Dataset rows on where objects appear
[start]
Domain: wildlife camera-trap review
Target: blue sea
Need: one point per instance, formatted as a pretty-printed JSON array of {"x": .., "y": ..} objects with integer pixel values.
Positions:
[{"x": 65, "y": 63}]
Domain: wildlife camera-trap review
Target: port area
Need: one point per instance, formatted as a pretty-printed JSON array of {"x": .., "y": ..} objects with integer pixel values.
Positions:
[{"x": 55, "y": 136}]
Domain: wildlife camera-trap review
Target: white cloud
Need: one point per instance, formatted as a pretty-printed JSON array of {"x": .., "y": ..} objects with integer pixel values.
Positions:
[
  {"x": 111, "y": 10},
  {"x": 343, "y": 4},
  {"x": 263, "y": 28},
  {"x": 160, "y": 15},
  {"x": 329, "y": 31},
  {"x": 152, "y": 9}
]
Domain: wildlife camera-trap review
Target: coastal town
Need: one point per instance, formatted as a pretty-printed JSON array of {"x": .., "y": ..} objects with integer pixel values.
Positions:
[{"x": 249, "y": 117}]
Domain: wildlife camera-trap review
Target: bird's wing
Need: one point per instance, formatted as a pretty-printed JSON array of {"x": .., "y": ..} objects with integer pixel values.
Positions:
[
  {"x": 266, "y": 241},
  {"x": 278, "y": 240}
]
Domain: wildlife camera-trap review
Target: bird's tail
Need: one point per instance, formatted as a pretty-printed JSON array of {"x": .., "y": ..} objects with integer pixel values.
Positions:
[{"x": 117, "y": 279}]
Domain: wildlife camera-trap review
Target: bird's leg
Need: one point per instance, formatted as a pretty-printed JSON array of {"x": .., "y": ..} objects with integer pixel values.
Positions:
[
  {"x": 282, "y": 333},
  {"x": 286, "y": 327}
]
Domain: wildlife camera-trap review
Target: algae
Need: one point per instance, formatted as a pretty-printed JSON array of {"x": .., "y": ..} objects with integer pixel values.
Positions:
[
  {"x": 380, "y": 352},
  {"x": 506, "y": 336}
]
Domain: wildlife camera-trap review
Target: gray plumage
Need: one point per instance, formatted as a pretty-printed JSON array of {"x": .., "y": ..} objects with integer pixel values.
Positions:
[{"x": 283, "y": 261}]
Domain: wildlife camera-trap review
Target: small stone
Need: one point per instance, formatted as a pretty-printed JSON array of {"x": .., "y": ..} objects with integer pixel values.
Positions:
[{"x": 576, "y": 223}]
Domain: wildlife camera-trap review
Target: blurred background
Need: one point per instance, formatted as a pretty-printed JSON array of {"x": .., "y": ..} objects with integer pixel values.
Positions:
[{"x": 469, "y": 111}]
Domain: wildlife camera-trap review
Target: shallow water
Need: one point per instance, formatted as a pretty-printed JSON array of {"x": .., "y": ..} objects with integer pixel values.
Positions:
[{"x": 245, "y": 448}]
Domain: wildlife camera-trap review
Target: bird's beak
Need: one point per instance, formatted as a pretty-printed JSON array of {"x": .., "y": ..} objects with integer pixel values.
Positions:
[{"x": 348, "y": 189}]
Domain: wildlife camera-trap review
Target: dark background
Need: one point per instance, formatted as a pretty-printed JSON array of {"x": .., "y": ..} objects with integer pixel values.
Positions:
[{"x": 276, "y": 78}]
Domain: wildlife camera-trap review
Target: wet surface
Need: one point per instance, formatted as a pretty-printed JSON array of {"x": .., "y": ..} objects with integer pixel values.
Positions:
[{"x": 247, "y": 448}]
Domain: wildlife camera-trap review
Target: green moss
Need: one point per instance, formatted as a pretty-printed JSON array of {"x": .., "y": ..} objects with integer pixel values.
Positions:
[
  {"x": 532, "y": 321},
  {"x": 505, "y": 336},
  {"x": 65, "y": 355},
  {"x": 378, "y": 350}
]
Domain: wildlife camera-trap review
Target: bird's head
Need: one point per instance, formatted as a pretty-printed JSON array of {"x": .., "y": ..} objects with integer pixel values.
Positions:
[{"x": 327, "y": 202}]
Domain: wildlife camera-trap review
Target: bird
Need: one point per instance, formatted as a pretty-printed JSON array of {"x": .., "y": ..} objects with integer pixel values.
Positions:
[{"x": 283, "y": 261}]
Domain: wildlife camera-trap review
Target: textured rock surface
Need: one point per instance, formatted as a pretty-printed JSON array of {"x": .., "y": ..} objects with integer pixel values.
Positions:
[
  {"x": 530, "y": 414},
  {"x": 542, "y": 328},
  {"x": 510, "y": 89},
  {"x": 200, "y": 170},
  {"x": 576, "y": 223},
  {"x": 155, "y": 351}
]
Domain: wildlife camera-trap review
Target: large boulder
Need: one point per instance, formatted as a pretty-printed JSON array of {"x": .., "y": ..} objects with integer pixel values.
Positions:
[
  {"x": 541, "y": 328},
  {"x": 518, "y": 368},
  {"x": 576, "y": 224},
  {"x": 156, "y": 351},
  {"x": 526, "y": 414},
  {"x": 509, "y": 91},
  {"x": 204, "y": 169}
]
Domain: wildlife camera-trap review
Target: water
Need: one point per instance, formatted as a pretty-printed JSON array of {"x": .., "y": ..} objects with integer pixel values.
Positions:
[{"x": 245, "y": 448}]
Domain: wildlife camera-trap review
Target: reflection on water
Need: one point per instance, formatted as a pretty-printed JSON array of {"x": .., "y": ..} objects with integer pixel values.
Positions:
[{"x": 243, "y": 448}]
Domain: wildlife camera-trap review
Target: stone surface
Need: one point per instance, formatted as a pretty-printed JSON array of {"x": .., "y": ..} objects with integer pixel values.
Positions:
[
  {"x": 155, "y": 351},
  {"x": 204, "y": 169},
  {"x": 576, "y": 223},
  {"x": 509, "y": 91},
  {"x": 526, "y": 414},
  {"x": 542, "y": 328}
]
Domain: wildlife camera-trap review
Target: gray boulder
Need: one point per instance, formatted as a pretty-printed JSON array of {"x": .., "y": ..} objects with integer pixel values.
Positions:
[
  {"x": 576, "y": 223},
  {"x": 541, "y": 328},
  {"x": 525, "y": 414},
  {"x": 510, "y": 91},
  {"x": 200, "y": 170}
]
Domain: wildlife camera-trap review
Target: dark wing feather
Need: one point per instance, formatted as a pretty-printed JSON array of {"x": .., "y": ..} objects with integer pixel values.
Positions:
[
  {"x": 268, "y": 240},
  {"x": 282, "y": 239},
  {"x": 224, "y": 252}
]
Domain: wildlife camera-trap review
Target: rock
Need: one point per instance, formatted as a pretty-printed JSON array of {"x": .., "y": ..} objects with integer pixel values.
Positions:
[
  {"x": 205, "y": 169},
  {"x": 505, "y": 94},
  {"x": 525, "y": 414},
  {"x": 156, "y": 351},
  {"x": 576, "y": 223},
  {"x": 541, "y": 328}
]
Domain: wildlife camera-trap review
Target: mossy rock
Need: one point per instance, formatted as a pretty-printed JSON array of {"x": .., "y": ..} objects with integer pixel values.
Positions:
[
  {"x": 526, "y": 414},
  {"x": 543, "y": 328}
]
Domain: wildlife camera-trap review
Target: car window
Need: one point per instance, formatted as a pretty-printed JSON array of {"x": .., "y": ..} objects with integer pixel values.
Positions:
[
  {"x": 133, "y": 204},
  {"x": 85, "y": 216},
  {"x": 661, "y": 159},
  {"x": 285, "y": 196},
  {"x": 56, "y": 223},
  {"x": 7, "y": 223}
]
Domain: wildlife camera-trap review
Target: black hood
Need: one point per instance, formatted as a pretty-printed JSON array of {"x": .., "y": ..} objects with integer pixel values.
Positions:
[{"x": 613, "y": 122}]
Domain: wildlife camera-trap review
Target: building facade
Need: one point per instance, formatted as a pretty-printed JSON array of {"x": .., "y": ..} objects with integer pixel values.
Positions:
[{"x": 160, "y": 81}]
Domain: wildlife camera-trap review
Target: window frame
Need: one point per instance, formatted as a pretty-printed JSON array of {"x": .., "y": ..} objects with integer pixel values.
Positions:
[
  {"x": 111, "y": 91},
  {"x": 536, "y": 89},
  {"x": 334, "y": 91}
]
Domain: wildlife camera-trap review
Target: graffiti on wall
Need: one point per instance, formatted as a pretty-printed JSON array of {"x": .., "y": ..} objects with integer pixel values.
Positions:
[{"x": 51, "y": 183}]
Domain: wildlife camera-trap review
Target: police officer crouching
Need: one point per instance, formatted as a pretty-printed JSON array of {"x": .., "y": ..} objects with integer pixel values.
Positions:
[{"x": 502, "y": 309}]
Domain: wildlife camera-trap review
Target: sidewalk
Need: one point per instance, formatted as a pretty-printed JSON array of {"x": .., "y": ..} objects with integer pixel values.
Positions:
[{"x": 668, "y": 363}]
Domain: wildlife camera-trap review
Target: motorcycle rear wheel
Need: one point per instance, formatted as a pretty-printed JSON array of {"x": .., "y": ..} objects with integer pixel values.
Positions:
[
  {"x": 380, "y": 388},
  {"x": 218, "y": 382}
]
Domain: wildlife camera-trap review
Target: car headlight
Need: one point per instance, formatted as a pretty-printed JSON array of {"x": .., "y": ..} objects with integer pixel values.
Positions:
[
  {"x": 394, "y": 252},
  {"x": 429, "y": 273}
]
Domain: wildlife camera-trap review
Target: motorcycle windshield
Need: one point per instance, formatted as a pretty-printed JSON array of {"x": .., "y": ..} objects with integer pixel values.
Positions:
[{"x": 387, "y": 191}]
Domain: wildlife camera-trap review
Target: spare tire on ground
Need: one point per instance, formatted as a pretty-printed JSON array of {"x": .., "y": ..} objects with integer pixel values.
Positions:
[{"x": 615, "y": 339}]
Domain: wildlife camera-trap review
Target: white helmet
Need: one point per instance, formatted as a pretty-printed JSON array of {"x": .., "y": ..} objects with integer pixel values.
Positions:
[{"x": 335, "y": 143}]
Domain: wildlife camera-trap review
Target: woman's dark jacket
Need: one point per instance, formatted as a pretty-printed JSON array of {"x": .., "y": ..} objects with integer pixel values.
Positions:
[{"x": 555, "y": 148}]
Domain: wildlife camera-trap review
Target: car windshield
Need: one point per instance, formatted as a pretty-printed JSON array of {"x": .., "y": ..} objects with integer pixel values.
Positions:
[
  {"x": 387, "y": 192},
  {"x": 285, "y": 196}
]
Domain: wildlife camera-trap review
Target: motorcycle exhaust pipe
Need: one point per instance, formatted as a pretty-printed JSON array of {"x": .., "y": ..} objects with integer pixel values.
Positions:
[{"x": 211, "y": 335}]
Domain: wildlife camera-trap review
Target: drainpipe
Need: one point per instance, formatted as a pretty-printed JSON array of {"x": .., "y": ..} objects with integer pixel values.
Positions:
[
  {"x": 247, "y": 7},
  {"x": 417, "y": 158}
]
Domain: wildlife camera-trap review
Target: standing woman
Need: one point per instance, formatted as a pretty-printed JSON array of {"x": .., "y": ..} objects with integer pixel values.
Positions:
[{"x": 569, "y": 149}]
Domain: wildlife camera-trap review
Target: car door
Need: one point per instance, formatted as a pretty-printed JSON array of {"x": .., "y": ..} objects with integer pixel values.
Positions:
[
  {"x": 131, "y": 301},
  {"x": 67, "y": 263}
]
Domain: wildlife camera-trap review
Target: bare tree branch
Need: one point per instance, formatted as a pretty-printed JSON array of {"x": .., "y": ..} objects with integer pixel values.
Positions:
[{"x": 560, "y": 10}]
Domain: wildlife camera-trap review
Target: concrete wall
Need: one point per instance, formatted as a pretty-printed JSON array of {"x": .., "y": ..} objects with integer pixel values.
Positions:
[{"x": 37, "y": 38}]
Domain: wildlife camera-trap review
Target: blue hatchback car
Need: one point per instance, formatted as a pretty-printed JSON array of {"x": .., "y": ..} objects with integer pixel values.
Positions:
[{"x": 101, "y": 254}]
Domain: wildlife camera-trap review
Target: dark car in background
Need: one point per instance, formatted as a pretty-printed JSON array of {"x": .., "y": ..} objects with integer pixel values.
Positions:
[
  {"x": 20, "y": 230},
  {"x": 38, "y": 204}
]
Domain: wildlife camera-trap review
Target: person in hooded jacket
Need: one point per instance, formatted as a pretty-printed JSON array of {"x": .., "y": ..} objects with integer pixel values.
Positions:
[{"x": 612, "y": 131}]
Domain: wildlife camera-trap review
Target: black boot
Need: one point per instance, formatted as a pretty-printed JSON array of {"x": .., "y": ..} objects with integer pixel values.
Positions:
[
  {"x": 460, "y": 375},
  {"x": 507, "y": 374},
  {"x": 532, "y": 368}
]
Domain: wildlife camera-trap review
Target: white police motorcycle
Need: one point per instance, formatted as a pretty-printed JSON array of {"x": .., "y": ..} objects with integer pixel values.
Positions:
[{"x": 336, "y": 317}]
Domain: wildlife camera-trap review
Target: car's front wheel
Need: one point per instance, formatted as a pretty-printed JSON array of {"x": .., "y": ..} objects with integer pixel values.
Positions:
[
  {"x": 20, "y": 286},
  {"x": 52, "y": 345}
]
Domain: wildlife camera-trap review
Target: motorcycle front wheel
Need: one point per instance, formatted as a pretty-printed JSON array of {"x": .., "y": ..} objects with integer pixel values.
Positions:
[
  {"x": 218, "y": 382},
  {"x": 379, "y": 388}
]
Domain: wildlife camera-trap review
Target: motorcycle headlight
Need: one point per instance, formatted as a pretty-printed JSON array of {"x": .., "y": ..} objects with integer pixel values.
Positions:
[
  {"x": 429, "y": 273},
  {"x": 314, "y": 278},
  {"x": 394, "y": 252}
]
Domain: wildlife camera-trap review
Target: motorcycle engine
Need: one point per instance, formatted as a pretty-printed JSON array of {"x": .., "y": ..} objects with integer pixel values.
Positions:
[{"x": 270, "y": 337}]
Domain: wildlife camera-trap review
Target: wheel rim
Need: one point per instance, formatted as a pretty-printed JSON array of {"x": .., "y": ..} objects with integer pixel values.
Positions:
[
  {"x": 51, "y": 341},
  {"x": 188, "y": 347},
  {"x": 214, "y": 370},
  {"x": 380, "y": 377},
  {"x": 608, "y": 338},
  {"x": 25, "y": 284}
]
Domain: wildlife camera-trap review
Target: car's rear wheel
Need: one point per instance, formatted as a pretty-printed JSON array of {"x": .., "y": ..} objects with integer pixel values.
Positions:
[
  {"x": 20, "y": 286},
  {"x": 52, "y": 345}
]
[end]
WHAT NEEDS TO BE DONE
Count the lines in the items above that contain the string "background", treating uppercase and lowercase as distinct. Reply with the number alone.

ANSWER FOR THIS EXERCISE
3